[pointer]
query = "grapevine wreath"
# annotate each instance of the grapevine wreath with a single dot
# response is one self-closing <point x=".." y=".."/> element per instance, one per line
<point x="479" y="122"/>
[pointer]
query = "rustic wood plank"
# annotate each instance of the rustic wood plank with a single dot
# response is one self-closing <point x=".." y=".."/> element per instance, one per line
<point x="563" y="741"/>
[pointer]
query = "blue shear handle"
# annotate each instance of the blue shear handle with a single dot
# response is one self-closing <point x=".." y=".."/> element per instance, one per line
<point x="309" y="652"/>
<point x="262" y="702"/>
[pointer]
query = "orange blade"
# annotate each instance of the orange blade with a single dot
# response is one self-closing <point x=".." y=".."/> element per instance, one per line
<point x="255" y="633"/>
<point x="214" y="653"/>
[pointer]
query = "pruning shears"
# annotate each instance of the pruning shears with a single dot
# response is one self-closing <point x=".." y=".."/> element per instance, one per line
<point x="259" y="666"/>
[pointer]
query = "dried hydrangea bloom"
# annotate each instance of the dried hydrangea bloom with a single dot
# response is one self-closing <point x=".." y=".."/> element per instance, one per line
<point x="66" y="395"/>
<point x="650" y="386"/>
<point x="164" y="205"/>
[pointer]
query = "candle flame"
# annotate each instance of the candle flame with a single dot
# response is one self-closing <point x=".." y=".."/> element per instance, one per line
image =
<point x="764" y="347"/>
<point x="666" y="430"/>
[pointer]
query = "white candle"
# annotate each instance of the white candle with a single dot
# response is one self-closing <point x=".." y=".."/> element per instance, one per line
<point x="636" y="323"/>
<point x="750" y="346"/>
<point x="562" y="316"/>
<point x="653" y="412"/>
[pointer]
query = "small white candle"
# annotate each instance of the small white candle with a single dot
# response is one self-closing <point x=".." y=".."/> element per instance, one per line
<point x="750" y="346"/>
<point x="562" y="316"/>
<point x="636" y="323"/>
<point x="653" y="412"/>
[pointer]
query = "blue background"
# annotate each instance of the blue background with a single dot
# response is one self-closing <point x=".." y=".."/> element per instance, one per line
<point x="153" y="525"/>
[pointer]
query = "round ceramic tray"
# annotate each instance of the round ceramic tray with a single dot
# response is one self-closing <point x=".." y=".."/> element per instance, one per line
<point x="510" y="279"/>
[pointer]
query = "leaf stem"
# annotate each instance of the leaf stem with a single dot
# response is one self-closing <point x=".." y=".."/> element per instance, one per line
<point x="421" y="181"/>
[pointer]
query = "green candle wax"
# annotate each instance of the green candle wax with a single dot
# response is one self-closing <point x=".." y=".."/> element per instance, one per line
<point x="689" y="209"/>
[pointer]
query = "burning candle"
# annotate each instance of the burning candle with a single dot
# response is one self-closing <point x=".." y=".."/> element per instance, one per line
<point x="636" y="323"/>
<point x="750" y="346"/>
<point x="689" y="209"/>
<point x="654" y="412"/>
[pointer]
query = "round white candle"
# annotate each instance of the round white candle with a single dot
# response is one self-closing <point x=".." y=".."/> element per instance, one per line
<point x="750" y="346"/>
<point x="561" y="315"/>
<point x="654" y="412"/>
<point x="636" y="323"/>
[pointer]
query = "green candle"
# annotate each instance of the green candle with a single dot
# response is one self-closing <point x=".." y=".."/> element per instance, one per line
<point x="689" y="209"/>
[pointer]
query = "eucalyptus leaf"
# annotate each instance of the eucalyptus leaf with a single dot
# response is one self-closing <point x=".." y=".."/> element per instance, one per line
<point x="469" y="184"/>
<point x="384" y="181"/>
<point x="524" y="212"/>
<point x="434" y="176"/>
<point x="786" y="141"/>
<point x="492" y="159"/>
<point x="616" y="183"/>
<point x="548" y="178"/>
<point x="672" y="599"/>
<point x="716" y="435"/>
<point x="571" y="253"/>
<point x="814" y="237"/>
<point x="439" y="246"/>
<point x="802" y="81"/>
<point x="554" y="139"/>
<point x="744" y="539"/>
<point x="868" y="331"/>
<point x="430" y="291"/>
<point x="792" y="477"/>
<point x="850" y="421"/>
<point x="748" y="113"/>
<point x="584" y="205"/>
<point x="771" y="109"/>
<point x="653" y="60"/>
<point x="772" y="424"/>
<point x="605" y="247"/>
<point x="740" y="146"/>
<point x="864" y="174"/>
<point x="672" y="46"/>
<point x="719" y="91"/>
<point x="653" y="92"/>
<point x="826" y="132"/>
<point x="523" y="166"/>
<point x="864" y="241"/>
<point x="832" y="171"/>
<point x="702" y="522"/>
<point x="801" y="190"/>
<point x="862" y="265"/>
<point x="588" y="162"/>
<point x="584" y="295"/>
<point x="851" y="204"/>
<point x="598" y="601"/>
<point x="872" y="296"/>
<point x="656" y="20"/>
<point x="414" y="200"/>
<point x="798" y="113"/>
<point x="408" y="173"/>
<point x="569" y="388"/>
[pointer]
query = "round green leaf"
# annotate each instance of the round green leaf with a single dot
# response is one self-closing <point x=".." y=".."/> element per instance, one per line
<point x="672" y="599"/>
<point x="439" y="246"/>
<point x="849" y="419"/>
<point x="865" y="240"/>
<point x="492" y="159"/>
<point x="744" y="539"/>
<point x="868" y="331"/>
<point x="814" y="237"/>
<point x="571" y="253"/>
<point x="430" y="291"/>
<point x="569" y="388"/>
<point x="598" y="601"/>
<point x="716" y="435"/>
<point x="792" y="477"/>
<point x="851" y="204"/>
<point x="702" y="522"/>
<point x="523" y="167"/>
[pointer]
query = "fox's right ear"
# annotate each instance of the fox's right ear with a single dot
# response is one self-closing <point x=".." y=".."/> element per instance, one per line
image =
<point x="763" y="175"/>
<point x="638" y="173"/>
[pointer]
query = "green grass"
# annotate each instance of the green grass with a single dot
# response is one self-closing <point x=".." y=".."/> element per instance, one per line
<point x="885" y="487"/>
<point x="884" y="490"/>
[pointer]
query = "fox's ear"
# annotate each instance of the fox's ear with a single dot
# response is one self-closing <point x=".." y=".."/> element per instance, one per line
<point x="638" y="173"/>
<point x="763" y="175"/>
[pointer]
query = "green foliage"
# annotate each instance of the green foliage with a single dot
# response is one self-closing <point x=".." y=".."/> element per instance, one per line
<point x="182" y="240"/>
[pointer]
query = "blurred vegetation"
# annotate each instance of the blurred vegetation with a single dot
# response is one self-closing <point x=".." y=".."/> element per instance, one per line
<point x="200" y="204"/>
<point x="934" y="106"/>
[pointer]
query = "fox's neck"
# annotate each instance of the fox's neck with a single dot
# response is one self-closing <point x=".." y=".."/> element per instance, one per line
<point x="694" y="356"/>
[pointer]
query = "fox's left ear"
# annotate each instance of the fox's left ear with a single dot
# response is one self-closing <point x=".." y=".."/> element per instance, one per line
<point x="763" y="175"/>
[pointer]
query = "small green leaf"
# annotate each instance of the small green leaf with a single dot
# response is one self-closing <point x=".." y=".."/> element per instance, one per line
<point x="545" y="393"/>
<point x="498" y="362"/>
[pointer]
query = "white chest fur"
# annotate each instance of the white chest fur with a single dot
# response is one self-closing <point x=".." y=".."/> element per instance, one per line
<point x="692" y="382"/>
________________________________________
WORK TO DO: Copy out each line exactly.

ANSWER TO THIS TASK:
[pointer]
query = "grapevine wreath"
# annotate each instance of the grapevine wreath with a single dot
# response is one self-closing <point x=".." y=".."/> element per instance, one per line
<point x="479" y="122"/>
[pointer]
query = "rustic wood plank"
# annotate each instance of the rustic wood plank with a single dot
# response is one self-closing <point x=".." y=".."/> element per instance, one per line
<point x="563" y="741"/>
[pointer]
query = "blue shear handle"
# annotate each instance of the blue shear handle with a single dot
# response is one self-closing <point x=".." y=".."/> element per instance, one per line
<point x="309" y="652"/>
<point x="262" y="702"/>
[pointer]
query = "orange blade"
# annotate each instance of the orange blade with a single dot
# response is one self-closing <point x=".." y=".."/> element per instance, one per line
<point x="255" y="633"/>
<point x="214" y="653"/>
[pointer]
query = "pruning shears"
# annotate each instance of the pruning shears with a single dot
# response is one self-closing <point x=".." y=".."/> element per instance, one per line
<point x="259" y="666"/>
[pointer]
query = "dried hydrangea bloom"
# annotate each instance of the dried hydrangea bloom with a single dot
# response is one self-closing <point x=".." y=".."/> element per instance, one per line
<point x="66" y="395"/>
<point x="650" y="386"/>
<point x="164" y="205"/>
[pointer]
query = "candle flame"
# annotate each instance of the candle flame with a single dot
# response is one self-closing <point x=".." y=".."/> element per instance, one per line
image =
<point x="764" y="347"/>
<point x="666" y="430"/>
[pointer]
query = "white candle"
# annotate each instance of the white candle with a single dot
# response is one self-closing <point x=".." y=".."/> element per instance, one per line
<point x="636" y="323"/>
<point x="750" y="346"/>
<point x="562" y="316"/>
<point x="653" y="412"/>
[pointer]
query = "small white candle"
# annotate each instance of the small white candle with a single dot
# response is one self-closing <point x=".." y=".."/> element per instance, one per line
<point x="750" y="346"/>
<point x="562" y="316"/>
<point x="636" y="323"/>
<point x="653" y="412"/>
[pointer]
query = "blue background"
# annotate each instance of the blue background with a single dot
# response is one self-closing <point x=".." y=".."/> element per instance, one per line
<point x="153" y="525"/>
[pointer]
query = "round ceramic tray"
# annotate each instance of the round ceramic tray with a single dot
# response is one self-closing <point x=".." y=".."/> element per instance, one per line
<point x="510" y="279"/>
[pointer]
query = "leaf stem"
# annotate each instance of the leaf stem with a single dot
# response is one self-closing <point x=".." y=".."/> element per instance, one per line
<point x="421" y="181"/>
[pointer]
query = "green candle wax"
# annotate each instance of the green candle wax with a single dot
# response is one self-closing <point x=".." y=".."/> element per instance, one per line
<point x="689" y="209"/>
[pointer]
query = "burning candle"
# annotate each instance of the burning candle with a single dot
# response is one self-closing <point x=".." y=".."/> element per instance, one per line
<point x="636" y="323"/>
<point x="750" y="346"/>
<point x="689" y="209"/>
<point x="654" y="412"/>
[pointer]
query = "round white candle"
# annotate each instance of the round white candle with a single dot
# response is one self-closing <point x=".." y=".."/> element per instance, one per line
<point x="750" y="346"/>
<point x="561" y="315"/>
<point x="654" y="412"/>
<point x="636" y="323"/>
[pointer]
query = "green candle"
# annotate each instance of the green candle with a single dot
# response is one self-closing <point x=".." y=".."/> element per instance, one per line
<point x="689" y="209"/>
[pointer]
query = "eucalyptus leaf"
# annotate each instance of the eucalyptus leaf with a single dot
# response is one self-closing <point x=".." y=".."/> element per instance, one per line
<point x="469" y="184"/>
<point x="384" y="181"/>
<point x="524" y="212"/>
<point x="434" y="176"/>
<point x="786" y="141"/>
<point x="492" y="159"/>
<point x="616" y="183"/>
<point x="548" y="178"/>
<point x="672" y="599"/>
<point x="716" y="435"/>
<point x="571" y="253"/>
<point x="814" y="237"/>
<point x="439" y="246"/>
<point x="802" y="81"/>
<point x="554" y="139"/>
<point x="744" y="539"/>
<point x="868" y="331"/>
<point x="430" y="291"/>
<point x="792" y="477"/>
<point x="850" y="421"/>
<point x="748" y="113"/>
<point x="584" y="205"/>
<point x="771" y="109"/>
<point x="653" y="60"/>
<point x="772" y="424"/>
<point x="605" y="247"/>
<point x="740" y="146"/>
<point x="864" y="174"/>
<point x="672" y="46"/>
<point x="719" y="91"/>
<point x="653" y="92"/>
<point x="826" y="132"/>
<point x="523" y="166"/>
<point x="864" y="241"/>
<point x="832" y="171"/>
<point x="702" y="522"/>
<point x="801" y="190"/>
<point x="862" y="265"/>
<point x="588" y="162"/>
<point x="584" y="295"/>
<point x="851" y="204"/>
<point x="598" y="601"/>
<point x="872" y="296"/>
<point x="656" y="20"/>
<point x="414" y="200"/>
<point x="798" y="113"/>
<point x="408" y="173"/>
<point x="569" y="388"/>
[pointer]
query = "round green leaf"
# annotate each instance of the round green leaf with a single dot
# response is one self-closing <point x=".." y=".."/> element per instance, one per line
<point x="672" y="599"/>
<point x="439" y="246"/>
<point x="849" y="419"/>
<point x="865" y="240"/>
<point x="492" y="159"/>
<point x="744" y="539"/>
<point x="868" y="331"/>
<point x="814" y="237"/>
<point x="571" y="253"/>
<point x="430" y="291"/>
<point x="569" y="388"/>
<point x="598" y="601"/>
<point x="716" y="435"/>
<point x="792" y="477"/>
<point x="851" y="204"/>
<point x="702" y="522"/>
<point x="523" y="167"/>
[pointer]
query = "fox's right ear"
# annotate each instance of the fox's right ear with a single dot
# response is one self-closing <point x=".." y=".."/> element per instance, one per line
image =
<point x="763" y="175"/>
<point x="638" y="173"/>
[pointer]
query = "green grass"
# annotate each instance of the green grass with a single dot
# response is one self-closing <point x=".." y=".."/> element per instance, one per line
<point x="885" y="487"/>
<point x="884" y="490"/>
[pointer]
query = "fox's ear"
# annotate each instance of the fox's ear with a single dot
# response is one self-closing <point x=".." y=".."/> element per instance, one per line
<point x="638" y="173"/>
<point x="763" y="175"/>
[pointer]
query = "green foliage"
# annotate each instance of the green foliage with a single dot
# response is one self-closing <point x=".." y=".."/> element per instance, one per line
<point x="182" y="240"/>
[pointer]
query = "blurred vegetation"
# annotate each instance of the blurred vegetation with a single dot
# response is one self-closing <point x=".." y=".."/> element per instance, one per line
<point x="200" y="204"/>
<point x="934" y="106"/>
[pointer]
query = "fox's neck"
# annotate each instance of the fox's neck with a single dot
# response is one self-closing <point x=".." y=".."/> element per instance, one per line
<point x="694" y="356"/>
[pointer]
query = "fox's left ear"
# annotate each instance of the fox's left ear with a single dot
# response is one self-closing <point x=".." y=".."/> element per instance, one per line
<point x="763" y="175"/>
[pointer]
query = "small green leaf"
# annotate each instance of the small green leaf with a single dot
# response is one self-closing <point x=".." y=".."/> element per instance, one per line
<point x="545" y="393"/>
<point x="498" y="362"/>
[pointer]
query = "white chest fur"
# annotate each instance of the white chest fur with a single dot
# response is one self-closing <point x=".." y=".."/> element per instance, one per line
<point x="692" y="382"/>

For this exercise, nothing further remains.